## Records
====================

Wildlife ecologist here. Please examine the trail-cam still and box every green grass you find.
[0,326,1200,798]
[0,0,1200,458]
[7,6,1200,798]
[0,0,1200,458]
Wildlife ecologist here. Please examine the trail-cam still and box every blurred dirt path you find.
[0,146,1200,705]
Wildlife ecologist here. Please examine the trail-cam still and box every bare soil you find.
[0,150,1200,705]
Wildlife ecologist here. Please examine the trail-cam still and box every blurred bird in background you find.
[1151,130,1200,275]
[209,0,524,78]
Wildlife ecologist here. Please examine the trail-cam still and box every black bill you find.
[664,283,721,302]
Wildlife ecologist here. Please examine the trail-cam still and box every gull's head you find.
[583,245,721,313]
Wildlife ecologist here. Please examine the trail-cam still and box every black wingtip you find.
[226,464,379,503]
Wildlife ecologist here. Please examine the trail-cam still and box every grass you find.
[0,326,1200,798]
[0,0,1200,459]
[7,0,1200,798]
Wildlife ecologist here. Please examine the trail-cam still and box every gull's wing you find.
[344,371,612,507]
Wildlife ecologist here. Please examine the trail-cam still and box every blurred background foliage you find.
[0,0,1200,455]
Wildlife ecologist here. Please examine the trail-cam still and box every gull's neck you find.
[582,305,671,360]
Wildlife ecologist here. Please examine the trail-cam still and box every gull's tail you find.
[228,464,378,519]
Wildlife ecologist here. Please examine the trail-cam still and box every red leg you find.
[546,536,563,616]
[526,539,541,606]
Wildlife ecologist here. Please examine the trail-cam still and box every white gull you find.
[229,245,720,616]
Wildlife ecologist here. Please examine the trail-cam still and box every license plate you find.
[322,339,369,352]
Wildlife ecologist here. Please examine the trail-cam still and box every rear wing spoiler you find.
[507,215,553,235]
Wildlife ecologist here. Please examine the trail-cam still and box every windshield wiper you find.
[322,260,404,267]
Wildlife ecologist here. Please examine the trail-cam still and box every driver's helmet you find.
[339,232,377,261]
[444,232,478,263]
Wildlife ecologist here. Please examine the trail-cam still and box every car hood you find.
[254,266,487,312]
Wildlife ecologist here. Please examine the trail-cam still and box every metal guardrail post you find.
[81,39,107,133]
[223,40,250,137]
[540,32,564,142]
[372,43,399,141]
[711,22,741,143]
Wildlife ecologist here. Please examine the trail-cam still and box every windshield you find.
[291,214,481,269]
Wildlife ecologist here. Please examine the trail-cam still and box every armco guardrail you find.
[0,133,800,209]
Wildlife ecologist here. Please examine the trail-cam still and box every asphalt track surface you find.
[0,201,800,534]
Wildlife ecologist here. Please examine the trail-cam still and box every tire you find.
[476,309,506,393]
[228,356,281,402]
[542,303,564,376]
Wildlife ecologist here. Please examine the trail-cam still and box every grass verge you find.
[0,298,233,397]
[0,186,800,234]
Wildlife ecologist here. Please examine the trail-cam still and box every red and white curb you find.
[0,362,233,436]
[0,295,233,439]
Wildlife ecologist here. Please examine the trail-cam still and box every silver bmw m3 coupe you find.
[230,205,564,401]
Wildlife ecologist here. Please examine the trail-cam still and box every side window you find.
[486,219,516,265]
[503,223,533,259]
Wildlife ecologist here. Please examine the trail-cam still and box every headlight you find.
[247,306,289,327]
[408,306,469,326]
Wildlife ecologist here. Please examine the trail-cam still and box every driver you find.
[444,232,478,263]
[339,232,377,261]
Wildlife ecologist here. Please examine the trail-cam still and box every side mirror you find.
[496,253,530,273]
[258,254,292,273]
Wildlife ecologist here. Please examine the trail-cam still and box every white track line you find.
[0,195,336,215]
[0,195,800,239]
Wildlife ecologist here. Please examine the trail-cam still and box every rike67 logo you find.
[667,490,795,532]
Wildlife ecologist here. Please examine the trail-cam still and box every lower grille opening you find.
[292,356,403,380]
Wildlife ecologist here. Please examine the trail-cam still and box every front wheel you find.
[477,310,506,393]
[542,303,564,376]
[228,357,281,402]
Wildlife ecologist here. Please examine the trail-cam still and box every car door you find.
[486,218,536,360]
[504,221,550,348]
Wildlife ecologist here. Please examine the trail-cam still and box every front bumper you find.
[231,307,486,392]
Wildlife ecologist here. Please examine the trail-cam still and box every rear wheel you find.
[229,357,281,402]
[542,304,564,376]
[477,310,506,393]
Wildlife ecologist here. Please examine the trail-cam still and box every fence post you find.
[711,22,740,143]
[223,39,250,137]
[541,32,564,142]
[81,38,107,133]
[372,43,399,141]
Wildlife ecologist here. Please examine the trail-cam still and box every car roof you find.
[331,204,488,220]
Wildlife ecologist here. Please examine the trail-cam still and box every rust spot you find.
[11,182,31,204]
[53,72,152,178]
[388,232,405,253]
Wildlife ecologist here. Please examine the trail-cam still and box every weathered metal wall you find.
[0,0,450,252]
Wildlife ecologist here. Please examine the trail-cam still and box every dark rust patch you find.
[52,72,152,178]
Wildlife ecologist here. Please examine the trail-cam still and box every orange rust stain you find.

====================

## WHAT THE EXERCISE ASKS
Arrange every one of the entries above as a numbered list, omitting any blank lines.

## TASK RESPONSE
1. Wildlife ecologist here. Please examine the trail-cam still and box every green grass you find.
2. [0,326,1200,798]
3. [0,0,1200,458]
4. [7,6,1200,798]
5. [0,0,1200,458]
6. Wildlife ecologist here. Please examine the trail-cam still and box every blurred dirt path you find.
7. [0,146,1200,705]
8. Wildlife ecologist here. Please examine the trail-cam still and box every bare soil you find.
9. [0,150,1200,705]
10. Wildlife ecologist here. Please examine the trail-cam still and box every blurred bird in background you find.
11. [1151,130,1200,275]
12. [209,0,524,78]
13. Wildlife ecologist here. Please examine the trail-cam still and box every black bill you find.
14. [664,283,721,302]
15. Wildlife ecologist here. Please examine the trail-cam still and box every gull's head you find.
16. [583,245,721,313]
17. Wildlife ecologist here. Please examine the trail-cam still and box every black wingtip you find.
18. [226,464,379,503]
19. Wildlife ecologist here. Please examine the trail-cam still and box every grass you find.
20. [0,326,1200,798]
21. [0,0,1200,459]
22. [7,0,1200,798]
23. Wildlife ecologist here. Please examine the trail-cam still and box every gull's wing you find.
24. [344,371,612,507]
25. Wildlife ecologist here. Please examine the trail-cam still and box every blurred background foliage you find.
26. [0,0,1200,455]
27. Wildlife ecologist here. Please examine the trail-cam still and box every gull's neck you find.
28. [582,305,671,360]
29. Wildlife ecologist here. Please examine the trail-cam still and box every gull's tail you find.
30. [228,464,378,519]
31. Wildlife ecologist here. Please examine the trail-cam still and box every red leg you find.
32. [546,536,563,616]
33. [526,539,541,606]
34. Wildlife ecologist here. Please examine the trail-cam still and box every white gull you find.
35. [229,245,720,616]
36. Wildlife ecologist here. Please examine the trail-cam still and box every license plate you find.
37. [322,339,369,352]
38. Wildlife ecologist here. Please examine the trail-cam still and box every rear wing spoiler you find.
39. [507,215,553,235]
40. Wildlife ecologist here. Please examine the trail-cam still and box every windshield wiper you find.
41. [322,260,404,267]
42. Wildlife ecologist here. Please examine the trail-cam still and box every driver's helmet you find.
43. [339,232,377,261]
44. [444,232,478,263]
45. Wildlife ecologist here. Please examine the trail-cam still and box every car hood you find.
46. [254,266,487,312]
47. Wildlife ecologist here. Please examine the trail-cam still and box every metal guardrail post you find.
48. [81,39,107,133]
49. [223,40,250,137]
50. [540,32,564,142]
51. [372,43,399,141]
52. [711,22,741,143]
53. Wildlife ecologist here. Please examine the trail-cam still and box every windshield you find.
54. [291,214,481,269]
55. Wildlife ecologist here. Please examine the trail-cam still and box every armco guardrail you find.
56. [0,133,800,209]
57. Wildlife ecologist here. Please examine the trail-cam still and box every asphalt track surface you find.
58. [0,201,800,534]
59. Wildlife ecologist here. Please examine the trail-cam still and box every tire you find.
60. [476,309,506,393]
61. [228,356,281,402]
62. [542,303,564,376]
63. Wildlife ecologist here. Please examine the trail-cam still and box every grass verge you find.
64. [0,298,233,397]
65. [0,186,800,234]
66. Wildlife ecologist here. Please examine the trail-cam still and box every red and white curb you find.
67. [0,362,233,436]
68. [0,295,233,439]
69. Wildlife ecologist here. Please examine the trail-cam still and box every silver bmw m3 coupe you find.
70. [230,205,564,401]
71. Wildlife ecologist here. Please examine the trail-cam still and box every side window you find.
72. [486,219,516,265]
73. [503,223,533,259]
74. Wildlife ecologist here. Please examine the trail-cam still and box every headlight you find.
75. [247,306,289,327]
76. [408,306,469,326]
77. Wildlife ecologist here. Please examine the trail-cam still and box every driver you find.
78. [444,232,478,263]
79. [339,232,377,261]
80. Wildlife ecologist here. Please examine the trail-cam still and box every side mirror you find.
81. [496,253,530,273]
82. [258,254,292,273]
83. Wildlife ecologist here. Please examine the trail-cam still and box every white track line you find.
84. [0,195,336,215]
85. [0,195,800,239]
86. Wildlife ecologist here. Please examine the trail-cam still and box every rike67 logo you find.
87. [667,490,795,532]
88. Wildlife ecologist here. Please examine the trail-cam still and box every lower grille opening you find.
89. [292,356,403,380]
90. Wildlife ecologist here. Please examine the trail-cam still and box every front wheel you find.
91. [477,310,506,393]
92. [542,303,564,376]
93. [228,357,281,402]
94. Wildlife ecologist here. Please examine the trail-cam still and box every car door you find.
95. [486,218,536,360]
96. [504,221,550,348]
97. Wildlife ecologist here. Please examine the trail-cam still and box every front bumper you find.
98. [231,307,486,392]
99. Wildlife ecologist here. Please examine the trail-cam still and box every rear wheel you find.
100. [229,357,281,402]
101. [542,304,564,376]
102. [477,310,506,393]
103. Wildlife ecologist here. Please examine the trail-cam still and box every fence post you find.
104. [711,22,740,143]
105. [223,39,250,137]
106. [541,32,564,142]
107. [81,38,107,133]
108. [372,43,399,141]
109. Wildlife ecologist here. Please examine the trail-cam still and box every car roof you find.
110. [331,204,488,220]
111. Wildlife ecologist here. Please examine the trail-cam still and box every rust spot you find.
112. [11,182,31,204]
113. [53,72,152,178]
114. [388,232,405,253]
115. Wildlife ecologist here. Please examine the trail-cam still and box every weathered metal wall you find.
116. [0,0,450,252]
117. Wildlife ecologist here. Please examine the trail-cam still and box every dark rust patch you find.
118. [52,72,152,178]
119. Wildlife ecologist here. Please examine the trail-cam still and box every orange rust stain you find.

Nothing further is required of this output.